### Problem to work on
Output only the lines from the start of the entries through the line holding "181), (457, 203)]]". Each line must match the original exactly.
Segment Start: Data supplied
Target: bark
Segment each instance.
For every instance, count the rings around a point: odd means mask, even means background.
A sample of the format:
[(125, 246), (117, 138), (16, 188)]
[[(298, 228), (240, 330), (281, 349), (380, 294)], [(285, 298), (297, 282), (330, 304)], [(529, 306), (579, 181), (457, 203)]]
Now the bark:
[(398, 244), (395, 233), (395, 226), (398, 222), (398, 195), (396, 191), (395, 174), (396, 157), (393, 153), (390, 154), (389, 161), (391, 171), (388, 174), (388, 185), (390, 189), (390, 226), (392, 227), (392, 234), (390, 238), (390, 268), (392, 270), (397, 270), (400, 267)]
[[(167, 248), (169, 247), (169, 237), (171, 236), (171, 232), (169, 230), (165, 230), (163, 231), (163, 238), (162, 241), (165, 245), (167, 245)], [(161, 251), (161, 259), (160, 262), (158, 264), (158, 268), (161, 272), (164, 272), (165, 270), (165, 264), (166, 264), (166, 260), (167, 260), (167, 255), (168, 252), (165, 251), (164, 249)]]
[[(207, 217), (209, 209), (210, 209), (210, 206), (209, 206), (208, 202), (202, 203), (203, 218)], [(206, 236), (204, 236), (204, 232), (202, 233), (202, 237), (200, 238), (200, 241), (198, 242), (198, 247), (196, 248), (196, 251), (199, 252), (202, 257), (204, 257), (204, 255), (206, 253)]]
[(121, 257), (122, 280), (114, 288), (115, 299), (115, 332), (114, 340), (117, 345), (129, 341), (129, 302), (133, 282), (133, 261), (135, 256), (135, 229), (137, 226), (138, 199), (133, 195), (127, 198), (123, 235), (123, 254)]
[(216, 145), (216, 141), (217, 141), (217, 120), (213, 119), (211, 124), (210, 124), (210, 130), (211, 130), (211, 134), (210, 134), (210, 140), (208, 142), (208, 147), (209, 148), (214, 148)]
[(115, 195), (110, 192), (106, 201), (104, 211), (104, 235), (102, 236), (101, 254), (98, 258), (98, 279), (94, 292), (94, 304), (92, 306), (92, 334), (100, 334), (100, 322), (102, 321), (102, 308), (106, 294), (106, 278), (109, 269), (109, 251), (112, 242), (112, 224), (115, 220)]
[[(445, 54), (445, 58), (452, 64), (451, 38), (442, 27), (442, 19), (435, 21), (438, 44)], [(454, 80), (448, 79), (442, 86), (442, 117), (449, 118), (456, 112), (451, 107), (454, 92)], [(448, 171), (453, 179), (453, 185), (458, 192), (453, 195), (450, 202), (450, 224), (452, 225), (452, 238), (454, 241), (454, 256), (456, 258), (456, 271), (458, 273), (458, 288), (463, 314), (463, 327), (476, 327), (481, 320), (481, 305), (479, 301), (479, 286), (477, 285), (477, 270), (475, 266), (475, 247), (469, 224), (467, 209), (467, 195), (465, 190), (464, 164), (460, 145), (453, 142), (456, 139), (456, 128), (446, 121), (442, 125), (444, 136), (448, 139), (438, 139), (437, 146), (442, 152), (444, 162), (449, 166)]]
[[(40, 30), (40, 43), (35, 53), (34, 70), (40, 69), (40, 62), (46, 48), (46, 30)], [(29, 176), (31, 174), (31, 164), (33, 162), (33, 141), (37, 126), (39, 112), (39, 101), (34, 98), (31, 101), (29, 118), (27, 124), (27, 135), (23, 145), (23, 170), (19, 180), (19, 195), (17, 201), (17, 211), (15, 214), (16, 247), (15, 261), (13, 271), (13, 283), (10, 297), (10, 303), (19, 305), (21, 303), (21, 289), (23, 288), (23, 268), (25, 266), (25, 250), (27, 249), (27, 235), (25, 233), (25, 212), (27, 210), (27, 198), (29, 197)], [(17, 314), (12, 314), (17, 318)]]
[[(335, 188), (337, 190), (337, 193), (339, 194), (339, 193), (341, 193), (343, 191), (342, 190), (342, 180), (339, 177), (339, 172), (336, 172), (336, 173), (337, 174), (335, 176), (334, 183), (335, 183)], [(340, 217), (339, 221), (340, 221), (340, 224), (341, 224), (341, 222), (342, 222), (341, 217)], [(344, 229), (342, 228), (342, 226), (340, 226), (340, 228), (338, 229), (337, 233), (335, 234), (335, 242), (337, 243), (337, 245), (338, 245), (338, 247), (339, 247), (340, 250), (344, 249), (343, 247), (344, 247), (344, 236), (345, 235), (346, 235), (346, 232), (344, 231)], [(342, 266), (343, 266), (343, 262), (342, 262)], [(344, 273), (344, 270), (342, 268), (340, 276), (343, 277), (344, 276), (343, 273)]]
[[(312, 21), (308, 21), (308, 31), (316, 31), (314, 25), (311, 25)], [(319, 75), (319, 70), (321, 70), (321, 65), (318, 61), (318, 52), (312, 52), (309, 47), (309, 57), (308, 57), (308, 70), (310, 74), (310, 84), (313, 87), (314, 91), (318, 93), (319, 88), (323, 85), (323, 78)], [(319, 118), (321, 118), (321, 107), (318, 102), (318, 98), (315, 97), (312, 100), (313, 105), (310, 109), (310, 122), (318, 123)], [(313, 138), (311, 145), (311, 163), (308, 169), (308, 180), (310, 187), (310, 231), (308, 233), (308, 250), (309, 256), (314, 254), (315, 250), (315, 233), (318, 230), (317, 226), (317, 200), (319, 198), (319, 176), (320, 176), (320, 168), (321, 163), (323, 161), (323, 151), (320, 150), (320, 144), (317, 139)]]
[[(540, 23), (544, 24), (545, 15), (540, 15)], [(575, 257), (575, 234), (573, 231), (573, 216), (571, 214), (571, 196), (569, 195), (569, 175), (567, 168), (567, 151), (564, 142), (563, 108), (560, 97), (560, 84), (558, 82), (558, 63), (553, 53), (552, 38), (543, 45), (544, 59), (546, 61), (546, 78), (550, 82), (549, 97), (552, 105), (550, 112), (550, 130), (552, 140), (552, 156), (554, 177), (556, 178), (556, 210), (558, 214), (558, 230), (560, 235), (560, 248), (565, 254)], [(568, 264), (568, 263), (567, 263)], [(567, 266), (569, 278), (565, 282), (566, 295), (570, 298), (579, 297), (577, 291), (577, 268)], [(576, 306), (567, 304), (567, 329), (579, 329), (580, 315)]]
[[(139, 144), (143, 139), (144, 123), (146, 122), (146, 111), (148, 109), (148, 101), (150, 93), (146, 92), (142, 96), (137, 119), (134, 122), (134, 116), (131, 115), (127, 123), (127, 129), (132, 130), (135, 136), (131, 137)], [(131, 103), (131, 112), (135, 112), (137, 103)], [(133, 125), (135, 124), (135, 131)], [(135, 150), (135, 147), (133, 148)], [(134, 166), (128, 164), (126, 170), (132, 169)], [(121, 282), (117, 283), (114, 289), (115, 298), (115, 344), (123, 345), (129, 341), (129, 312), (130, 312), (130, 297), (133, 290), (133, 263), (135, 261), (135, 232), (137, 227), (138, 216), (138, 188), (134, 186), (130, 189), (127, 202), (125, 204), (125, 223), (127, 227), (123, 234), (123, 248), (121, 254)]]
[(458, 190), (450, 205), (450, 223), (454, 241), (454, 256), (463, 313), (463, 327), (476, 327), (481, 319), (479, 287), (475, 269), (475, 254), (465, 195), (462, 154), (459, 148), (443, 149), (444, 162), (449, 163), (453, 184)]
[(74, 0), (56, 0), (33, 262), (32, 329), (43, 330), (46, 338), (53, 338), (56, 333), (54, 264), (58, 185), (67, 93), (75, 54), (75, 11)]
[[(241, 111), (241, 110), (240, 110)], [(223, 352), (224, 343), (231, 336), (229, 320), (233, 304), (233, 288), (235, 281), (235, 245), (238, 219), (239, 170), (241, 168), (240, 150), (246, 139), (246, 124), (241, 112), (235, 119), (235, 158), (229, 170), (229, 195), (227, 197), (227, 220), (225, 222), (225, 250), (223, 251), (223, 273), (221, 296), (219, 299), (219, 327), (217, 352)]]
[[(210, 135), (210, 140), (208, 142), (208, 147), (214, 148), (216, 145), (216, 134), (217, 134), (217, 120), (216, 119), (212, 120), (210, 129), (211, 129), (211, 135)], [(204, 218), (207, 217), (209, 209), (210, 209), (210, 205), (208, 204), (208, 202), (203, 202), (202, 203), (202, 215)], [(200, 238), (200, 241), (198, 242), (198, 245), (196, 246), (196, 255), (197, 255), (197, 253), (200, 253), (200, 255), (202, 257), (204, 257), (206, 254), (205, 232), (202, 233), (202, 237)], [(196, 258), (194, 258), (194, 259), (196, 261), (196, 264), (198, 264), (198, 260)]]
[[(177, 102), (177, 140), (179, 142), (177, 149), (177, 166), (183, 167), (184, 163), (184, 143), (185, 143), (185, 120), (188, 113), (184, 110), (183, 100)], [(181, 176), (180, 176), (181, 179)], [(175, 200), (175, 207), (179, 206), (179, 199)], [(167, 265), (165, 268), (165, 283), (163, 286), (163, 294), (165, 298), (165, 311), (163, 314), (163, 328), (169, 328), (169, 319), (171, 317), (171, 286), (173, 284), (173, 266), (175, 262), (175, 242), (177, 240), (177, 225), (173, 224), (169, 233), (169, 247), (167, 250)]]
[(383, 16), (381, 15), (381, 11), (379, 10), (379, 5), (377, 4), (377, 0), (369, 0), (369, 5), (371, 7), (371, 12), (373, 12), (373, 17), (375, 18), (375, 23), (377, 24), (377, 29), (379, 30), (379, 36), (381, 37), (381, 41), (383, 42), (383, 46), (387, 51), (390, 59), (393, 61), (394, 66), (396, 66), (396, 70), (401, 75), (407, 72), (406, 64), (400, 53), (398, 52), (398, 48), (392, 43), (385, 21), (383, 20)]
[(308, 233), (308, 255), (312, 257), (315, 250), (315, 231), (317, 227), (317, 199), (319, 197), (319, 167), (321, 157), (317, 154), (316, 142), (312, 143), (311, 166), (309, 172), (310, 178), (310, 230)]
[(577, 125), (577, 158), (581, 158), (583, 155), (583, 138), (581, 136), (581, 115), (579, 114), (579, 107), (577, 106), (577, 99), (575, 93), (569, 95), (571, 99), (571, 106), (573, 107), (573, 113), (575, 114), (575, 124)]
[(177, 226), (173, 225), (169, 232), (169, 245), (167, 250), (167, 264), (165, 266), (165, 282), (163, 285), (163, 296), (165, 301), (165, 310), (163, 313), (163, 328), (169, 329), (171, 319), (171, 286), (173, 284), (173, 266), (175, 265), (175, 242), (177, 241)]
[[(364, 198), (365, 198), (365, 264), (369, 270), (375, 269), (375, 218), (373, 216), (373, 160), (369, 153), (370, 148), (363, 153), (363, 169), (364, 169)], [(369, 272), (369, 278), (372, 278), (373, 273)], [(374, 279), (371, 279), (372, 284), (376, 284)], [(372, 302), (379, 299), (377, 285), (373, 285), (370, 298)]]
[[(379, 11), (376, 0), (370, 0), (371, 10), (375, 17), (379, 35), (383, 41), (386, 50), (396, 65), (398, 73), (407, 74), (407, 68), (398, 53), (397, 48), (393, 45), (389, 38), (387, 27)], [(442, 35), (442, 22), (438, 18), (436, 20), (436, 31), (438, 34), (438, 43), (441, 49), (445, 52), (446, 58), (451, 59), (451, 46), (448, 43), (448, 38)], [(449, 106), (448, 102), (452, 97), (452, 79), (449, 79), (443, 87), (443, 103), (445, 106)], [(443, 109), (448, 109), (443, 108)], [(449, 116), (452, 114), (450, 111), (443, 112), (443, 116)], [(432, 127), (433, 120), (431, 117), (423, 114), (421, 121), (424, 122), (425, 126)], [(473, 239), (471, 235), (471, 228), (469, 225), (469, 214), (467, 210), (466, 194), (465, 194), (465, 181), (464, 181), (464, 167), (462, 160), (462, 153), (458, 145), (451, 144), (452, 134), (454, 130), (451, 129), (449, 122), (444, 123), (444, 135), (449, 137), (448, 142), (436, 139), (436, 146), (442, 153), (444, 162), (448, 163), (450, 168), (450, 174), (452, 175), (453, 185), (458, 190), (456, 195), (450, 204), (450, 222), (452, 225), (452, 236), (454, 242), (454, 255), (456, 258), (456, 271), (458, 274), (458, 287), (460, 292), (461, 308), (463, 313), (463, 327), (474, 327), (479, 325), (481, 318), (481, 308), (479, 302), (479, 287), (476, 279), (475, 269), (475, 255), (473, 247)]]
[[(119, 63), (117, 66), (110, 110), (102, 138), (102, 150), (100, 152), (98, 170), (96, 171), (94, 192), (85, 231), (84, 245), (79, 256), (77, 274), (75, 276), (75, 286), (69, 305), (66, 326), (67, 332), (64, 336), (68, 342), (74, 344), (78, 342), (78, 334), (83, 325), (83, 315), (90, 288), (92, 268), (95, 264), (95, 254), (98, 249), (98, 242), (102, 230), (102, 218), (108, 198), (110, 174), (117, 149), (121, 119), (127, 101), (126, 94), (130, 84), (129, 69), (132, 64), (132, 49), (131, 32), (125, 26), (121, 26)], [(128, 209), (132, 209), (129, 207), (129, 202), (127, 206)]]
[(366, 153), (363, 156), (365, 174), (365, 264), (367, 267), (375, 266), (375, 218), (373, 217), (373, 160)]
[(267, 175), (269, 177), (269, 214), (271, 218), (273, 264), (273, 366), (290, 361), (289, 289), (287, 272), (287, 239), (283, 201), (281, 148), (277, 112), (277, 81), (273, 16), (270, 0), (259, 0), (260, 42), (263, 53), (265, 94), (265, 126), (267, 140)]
Segment End: Data supplied
### Solution to this problem
Target: bark
Segment each instance.
For every instance, count the rings around a point: odd means mask, even means background.
A sample of the format:
[(125, 246), (117, 138), (16, 188)]
[[(298, 228), (240, 330), (281, 349), (380, 294)], [(285, 298), (297, 282), (330, 304)], [(529, 306), (579, 181), (457, 203)]]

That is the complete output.